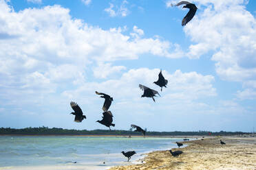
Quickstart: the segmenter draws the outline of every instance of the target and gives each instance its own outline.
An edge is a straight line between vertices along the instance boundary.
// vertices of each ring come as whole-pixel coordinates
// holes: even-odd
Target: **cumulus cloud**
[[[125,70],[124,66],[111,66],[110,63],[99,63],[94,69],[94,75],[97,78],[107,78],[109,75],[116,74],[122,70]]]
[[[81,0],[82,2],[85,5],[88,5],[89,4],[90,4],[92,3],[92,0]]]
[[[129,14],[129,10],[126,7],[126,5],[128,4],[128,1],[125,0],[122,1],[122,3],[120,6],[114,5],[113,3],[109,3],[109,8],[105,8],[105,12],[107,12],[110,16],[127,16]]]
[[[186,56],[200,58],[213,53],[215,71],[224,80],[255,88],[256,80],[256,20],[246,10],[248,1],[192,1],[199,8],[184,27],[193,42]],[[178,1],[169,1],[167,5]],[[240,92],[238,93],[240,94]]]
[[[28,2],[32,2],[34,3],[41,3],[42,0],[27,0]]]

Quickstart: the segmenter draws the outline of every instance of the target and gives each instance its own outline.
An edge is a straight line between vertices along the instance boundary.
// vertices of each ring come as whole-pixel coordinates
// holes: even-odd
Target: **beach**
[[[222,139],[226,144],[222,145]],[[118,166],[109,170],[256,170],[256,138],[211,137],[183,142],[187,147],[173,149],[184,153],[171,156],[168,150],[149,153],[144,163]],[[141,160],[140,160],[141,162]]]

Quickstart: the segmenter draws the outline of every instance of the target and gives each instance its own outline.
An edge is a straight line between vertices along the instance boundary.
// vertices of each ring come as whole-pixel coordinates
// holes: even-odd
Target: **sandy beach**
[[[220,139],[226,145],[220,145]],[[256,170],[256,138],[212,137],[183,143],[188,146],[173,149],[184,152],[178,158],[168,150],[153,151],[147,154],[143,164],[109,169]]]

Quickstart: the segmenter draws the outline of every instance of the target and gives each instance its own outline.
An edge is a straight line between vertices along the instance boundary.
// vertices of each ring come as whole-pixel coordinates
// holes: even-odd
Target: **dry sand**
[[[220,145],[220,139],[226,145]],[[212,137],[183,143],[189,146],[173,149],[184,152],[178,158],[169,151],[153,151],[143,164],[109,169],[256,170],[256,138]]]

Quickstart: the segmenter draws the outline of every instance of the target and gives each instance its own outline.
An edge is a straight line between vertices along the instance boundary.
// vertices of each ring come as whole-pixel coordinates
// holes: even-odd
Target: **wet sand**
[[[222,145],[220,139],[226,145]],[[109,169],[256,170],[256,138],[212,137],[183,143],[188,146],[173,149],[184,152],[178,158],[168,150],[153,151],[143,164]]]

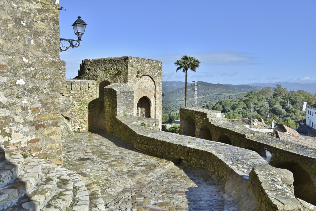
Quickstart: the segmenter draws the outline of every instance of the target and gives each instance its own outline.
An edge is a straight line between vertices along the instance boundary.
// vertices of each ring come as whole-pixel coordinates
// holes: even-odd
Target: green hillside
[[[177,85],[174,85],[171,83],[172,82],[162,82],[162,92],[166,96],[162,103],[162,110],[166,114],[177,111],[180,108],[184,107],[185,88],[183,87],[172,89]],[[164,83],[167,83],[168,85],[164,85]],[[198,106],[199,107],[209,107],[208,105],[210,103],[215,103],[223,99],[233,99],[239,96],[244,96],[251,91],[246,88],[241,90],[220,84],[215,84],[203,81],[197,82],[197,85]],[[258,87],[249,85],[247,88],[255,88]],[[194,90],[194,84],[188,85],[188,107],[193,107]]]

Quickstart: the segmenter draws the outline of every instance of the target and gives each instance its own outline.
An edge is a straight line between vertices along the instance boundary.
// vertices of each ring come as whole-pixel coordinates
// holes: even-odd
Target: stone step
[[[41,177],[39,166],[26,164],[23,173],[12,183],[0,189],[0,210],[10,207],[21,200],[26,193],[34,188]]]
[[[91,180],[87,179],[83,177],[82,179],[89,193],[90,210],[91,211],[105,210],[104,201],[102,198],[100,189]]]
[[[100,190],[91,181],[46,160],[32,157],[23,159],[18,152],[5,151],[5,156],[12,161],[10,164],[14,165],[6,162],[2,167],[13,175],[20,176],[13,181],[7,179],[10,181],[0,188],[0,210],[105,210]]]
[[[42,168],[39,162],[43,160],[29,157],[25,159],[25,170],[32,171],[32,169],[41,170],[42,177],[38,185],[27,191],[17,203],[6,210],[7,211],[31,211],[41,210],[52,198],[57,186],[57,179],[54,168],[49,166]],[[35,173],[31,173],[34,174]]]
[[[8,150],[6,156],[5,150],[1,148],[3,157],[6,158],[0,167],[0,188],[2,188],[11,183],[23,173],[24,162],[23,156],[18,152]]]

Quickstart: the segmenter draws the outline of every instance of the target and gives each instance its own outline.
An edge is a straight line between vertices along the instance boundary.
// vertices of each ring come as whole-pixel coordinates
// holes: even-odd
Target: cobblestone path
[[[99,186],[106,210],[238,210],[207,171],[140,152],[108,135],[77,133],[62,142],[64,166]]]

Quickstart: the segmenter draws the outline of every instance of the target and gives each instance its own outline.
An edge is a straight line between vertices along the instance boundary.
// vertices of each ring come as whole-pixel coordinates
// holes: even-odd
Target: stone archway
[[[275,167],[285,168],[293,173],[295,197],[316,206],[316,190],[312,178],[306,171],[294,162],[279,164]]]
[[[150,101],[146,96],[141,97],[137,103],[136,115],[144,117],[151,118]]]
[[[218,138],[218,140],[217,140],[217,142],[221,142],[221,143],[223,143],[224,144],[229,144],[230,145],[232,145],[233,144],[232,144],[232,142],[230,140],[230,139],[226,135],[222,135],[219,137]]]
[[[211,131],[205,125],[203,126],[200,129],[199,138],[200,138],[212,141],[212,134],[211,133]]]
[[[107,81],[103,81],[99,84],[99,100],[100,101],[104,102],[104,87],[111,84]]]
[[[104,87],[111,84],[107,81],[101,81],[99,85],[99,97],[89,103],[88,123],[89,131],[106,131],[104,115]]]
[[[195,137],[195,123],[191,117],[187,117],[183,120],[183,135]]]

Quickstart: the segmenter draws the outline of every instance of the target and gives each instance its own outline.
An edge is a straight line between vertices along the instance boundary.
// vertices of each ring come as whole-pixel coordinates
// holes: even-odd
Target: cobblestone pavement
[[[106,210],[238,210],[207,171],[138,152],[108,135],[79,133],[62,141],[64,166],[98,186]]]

- JOB
Rewrite all of the material above as a JSON list of strings, one string per line, with blank lines dropped. Leave the pictures out.

- THE COMPLETED TASK
[
  "Quickstart: the segmenter draws the outline of every instance of the target and gives each instance its own outline.",
  "An edge is a straight line between vertices along the instance boundary.",
  "// vertices of each ring come as whole-pixel coordinates",
  "// holes: even-odd",
  "Target: **cumulus cloud**",
  "[[[125,70],[124,66],[111,66],[110,63],[99,63],[94,69],[94,75],[97,78],[107,78],[109,75],[116,74],[122,70]]]",
  "[[[81,0],[82,2],[85,5],[88,5],[89,4],[90,4],[92,3],[92,0]]]",
  "[[[129,14],[129,10],[126,7],[126,5],[128,4],[128,1],[125,0],[122,1],[122,3],[120,6],[114,5],[113,3],[109,3],[109,8],[105,8],[105,12],[107,12],[110,16],[127,16]]]",
  "[[[186,56],[200,58],[213,53],[215,71],[224,80],[255,88],[256,80],[256,20],[246,10],[248,1],[192,1],[199,8],[184,27],[193,42]],[[178,1],[169,1],[167,5]],[[240,92],[238,93],[240,94]]]",
  "[[[28,2],[32,2],[34,3],[41,3],[42,0],[27,0]]]",
  "Quickstart: the segmenter draws the outline of every instance of the target and gives each instance its own outline.",
  "An edge is a straight line between vertices along the instance boundary.",
  "// vertices of each ring come as whole-pixel coordinates",
  "// holes: even-odd",
  "Target: **beach**",
  "[[[222,139],[226,144],[222,145]],[[118,166],[109,170],[256,170],[256,138],[211,137],[183,142],[187,147],[173,149],[184,153],[171,156],[168,150],[149,153],[144,163]],[[141,160],[140,160],[141,162]]]",
  "Quickstart: the segmenter draws the outline of every instance of the target and gives each instance its own outline.",
  "An edge is a straight line between vertices along the instance boundary.",
  "// vertices of each ring come as whole-pixel coordinates",
  "// holes: even-odd",
  "Target: **sandy beach**",
  "[[[220,139],[226,145],[220,145]],[[256,170],[256,138],[212,137],[183,143],[188,146],[173,149],[184,152],[178,158],[168,150],[153,151],[147,154],[143,164],[109,169]]]",
  "Quickstart: the segmenter draws the outline of every instance of the target and gives each instance its own outline.",
  "An edge is a straight line between vertices along the instance boundary.",
  "// vertices of each ring come as whole-pixel coordinates",
  "// holes: even-odd",
  "Target: **dry sand**",
  "[[[220,145],[220,139],[226,145]],[[212,137],[183,143],[189,146],[173,149],[184,152],[178,158],[169,151],[153,151],[143,164],[109,169],[256,170],[256,138]]]",
  "Quickstart: the segmenter draws the outline of every instance of the target and gives each instance its own outline.",
  "An edge is a straight line between vertices along the instance boundary.",
  "// vertices of each ring come as whole-pixel coordinates",
  "// holes: even-odd",
  "Target: **wet sand**",
  "[[[222,145],[220,139],[226,145]],[[109,169],[256,170],[256,138],[212,137],[183,143],[188,146],[173,149],[184,152],[178,158],[168,150],[153,151],[143,164]]]",
  "Quickstart: the segmenter draws the outline of every instance of the target and gives each instance its own outline.",
  "An edge is a straight line between vertices along the instance boundary.",
  "// vertices of each ring come as whole-pixel coordinates",
  "// holes: even-odd",
  "Target: green hillside",
  "[[[177,85],[174,85],[171,83],[172,82],[162,82],[162,92],[166,96],[162,103],[162,110],[166,114],[177,111],[180,108],[184,107],[185,88],[183,87],[172,89]],[[164,83],[167,83],[168,85],[164,85]],[[198,106],[199,107],[209,107],[208,105],[210,103],[215,103],[223,99],[233,99],[239,96],[244,96],[251,91],[246,88],[241,90],[220,84],[215,84],[203,81],[197,82],[197,85]],[[258,87],[249,85],[247,88],[255,88]],[[194,90],[194,84],[188,85],[188,107],[193,107]]]",
  "Quickstart: the segmenter draws the outline of every instance of the target and gives each instance its own outline.",
  "An edge is a straight line between vertices along the instance boundary.",
  "// vertices of each ring come as whole-pixel coordinates",
  "// holes: even-odd",
  "Target: stone step",
  "[[[41,177],[39,166],[26,164],[23,173],[12,183],[0,189],[0,210],[10,207],[21,200],[26,193],[34,188]]]",
  "[[[91,180],[87,179],[83,177],[82,179],[89,193],[90,210],[91,211],[105,210],[104,201],[102,198],[100,189]]]",
  "[[[100,190],[91,181],[46,160],[32,157],[23,159],[18,152],[5,151],[5,156],[12,161],[10,164],[14,165],[6,162],[2,167],[13,175],[20,176],[13,181],[7,179],[10,181],[0,188],[0,210],[105,210]]]",
  "[[[42,168],[39,162],[43,160],[29,157],[25,159],[25,170],[32,171],[32,169],[41,170],[42,177],[38,185],[27,191],[17,203],[6,210],[7,211],[31,211],[41,210],[52,198],[57,186],[57,179],[54,168],[49,166]],[[35,173],[31,173],[34,174]]]",
  "[[[8,150],[6,156],[5,150],[1,148],[3,157],[6,158],[0,167],[0,188],[2,188],[11,183],[23,173],[24,162],[23,156],[18,152]]]",
  "Quickstart: the segmenter draws the outline of every instance of the target and gives each instance its own outline.",
  "An edge is a straight line between vertices along the instance boundary.",
  "// vertices of each ring come as whole-pixel coordinates",
  "// holes: even-odd",
  "Target: cobblestone path",
  "[[[99,186],[106,210],[238,210],[207,171],[140,152],[108,135],[77,133],[62,142],[64,166]]]",
  "Quickstart: the segmenter draws the outline of every instance of the target and gives each instance its own outline.",
  "An edge is a straight line between vertices along the instance boundary.",
  "// vertices of each ring come as whole-pixel coordinates",
  "// holes: even-odd",
  "Target: stone archway",
  "[[[275,167],[285,168],[293,173],[295,197],[316,206],[316,190],[312,178],[306,171],[294,162],[279,164]]]",
  "[[[150,101],[146,96],[141,97],[137,103],[136,115],[144,117],[151,118]]]",
  "[[[218,138],[218,140],[217,140],[217,142],[221,142],[221,143],[223,143],[224,144],[229,144],[230,145],[232,145],[233,144],[232,144],[232,142],[230,140],[230,139],[226,135],[222,135],[219,137]]]",
  "[[[211,131],[205,125],[203,126],[200,129],[199,138],[200,138],[212,141],[212,134],[211,133]]]",
  "[[[107,81],[103,81],[99,84],[99,100],[100,101],[104,102],[104,87],[111,84]]]",
  "[[[104,87],[111,84],[107,81],[101,81],[99,85],[99,97],[89,103],[88,123],[89,131],[106,131],[104,115]]]",
  "[[[195,137],[195,123],[191,117],[187,117],[183,120],[183,135]]]",
  "Quickstart: the segmenter draws the outline of every instance of the target and gives each instance its own outline.",
  "An edge is a straight line between vertices along the instance boundary.",
  "// vertices of each ring come as whole-pixel coordinates",
  "// holes: even-odd",
  "Target: cobblestone pavement",
  "[[[106,210],[238,210],[207,171],[138,152],[108,135],[79,133],[62,141],[64,166],[98,186]]]"
]